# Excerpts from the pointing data
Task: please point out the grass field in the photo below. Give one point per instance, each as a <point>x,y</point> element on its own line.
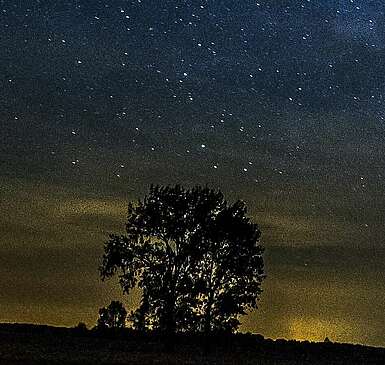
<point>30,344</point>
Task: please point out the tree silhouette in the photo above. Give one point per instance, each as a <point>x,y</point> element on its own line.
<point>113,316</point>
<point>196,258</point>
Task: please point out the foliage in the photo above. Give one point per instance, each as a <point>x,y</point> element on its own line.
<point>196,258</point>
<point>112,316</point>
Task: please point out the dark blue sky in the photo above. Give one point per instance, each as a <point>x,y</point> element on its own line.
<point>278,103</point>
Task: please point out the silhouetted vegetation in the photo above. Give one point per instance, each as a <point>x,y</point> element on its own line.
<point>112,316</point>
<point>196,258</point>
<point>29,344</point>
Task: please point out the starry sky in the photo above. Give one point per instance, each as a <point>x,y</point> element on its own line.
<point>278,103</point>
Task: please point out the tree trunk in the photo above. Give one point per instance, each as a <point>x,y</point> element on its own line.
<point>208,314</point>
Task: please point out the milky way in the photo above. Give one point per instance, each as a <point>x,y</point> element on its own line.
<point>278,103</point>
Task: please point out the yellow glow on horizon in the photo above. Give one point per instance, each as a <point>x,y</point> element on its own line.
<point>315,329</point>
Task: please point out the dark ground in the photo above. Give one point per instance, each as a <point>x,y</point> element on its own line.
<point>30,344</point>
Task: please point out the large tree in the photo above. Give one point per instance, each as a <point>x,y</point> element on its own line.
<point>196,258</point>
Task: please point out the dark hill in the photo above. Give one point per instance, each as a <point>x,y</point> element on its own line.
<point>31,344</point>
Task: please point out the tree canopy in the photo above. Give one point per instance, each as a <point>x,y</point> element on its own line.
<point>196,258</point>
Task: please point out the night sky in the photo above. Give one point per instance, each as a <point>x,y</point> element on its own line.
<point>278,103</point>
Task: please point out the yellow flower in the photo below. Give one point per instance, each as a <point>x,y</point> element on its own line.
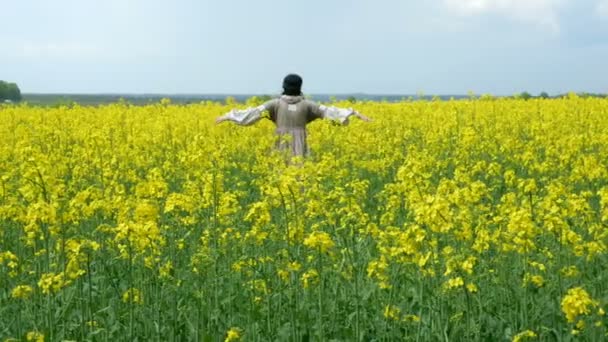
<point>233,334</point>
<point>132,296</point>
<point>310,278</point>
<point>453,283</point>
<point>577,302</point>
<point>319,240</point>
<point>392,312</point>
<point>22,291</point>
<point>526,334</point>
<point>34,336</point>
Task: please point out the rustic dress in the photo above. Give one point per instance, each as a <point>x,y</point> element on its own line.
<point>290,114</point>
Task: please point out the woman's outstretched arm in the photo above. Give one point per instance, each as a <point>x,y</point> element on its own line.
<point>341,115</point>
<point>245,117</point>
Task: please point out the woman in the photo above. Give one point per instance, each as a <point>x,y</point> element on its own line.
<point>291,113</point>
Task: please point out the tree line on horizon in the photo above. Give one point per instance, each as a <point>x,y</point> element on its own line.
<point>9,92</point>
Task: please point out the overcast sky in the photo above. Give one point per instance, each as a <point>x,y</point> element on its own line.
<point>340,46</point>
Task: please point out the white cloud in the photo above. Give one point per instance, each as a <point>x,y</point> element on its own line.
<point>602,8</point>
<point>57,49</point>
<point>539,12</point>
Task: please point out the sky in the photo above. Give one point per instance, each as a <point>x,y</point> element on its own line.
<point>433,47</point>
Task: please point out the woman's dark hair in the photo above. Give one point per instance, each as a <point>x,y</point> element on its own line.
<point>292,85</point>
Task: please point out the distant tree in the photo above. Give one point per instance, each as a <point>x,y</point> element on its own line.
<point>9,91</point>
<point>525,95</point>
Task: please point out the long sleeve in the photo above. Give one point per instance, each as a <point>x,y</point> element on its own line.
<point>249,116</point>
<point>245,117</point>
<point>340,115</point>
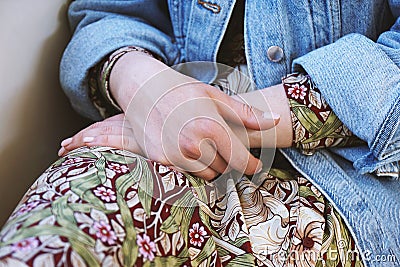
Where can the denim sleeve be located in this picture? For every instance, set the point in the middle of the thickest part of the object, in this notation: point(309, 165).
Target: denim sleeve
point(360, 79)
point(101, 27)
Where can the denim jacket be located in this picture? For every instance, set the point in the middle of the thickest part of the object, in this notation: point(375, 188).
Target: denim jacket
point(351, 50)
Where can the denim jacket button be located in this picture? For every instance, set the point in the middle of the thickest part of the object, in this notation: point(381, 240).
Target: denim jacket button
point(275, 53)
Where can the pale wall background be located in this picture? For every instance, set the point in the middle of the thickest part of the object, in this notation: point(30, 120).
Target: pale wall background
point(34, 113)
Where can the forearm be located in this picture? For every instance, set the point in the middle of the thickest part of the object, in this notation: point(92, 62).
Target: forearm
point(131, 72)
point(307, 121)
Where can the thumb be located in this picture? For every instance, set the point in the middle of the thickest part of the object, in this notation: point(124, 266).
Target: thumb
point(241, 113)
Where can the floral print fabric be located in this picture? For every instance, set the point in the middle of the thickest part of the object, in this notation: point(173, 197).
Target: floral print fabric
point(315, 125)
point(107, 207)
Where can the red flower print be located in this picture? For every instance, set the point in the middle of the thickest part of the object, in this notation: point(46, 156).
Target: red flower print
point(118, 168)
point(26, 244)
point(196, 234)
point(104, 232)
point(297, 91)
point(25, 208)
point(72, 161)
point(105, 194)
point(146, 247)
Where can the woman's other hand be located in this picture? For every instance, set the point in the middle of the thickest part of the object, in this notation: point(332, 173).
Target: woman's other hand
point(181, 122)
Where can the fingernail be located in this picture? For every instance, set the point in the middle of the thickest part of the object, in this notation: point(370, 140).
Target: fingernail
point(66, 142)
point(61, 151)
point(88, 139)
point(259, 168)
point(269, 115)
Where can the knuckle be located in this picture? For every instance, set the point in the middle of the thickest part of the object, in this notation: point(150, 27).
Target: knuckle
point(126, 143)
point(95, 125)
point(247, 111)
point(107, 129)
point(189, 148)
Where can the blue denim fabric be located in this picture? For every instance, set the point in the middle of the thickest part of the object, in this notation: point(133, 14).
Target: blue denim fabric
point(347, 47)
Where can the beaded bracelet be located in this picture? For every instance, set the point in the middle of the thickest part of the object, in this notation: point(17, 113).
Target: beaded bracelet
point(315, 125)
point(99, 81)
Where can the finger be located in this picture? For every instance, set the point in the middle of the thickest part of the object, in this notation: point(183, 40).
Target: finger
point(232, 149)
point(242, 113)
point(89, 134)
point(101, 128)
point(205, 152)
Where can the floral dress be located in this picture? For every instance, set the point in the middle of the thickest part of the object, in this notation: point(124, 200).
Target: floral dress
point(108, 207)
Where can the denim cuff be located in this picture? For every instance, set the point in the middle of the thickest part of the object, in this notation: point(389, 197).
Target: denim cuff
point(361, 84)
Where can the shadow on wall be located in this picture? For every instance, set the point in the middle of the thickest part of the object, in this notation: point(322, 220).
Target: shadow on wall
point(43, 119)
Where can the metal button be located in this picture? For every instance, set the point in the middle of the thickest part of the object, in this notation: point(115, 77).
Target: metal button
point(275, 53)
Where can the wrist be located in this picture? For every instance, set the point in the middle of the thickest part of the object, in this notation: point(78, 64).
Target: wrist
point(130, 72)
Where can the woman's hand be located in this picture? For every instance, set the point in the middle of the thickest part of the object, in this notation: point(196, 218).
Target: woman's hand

# Task requirements
Copy out everything in the listing from the line containing "Where can the beaded" down to the line containing "point(99, 81)", requests included. Shift every coordinate in the answers by -12.

# Reply
Where can the beaded bracelet be located in this picture? For every instance, set the point in the middle of the thickest part of the object, in this notation: point(17, 113).
Target: beaded bracelet
point(303, 113)
point(87, 69)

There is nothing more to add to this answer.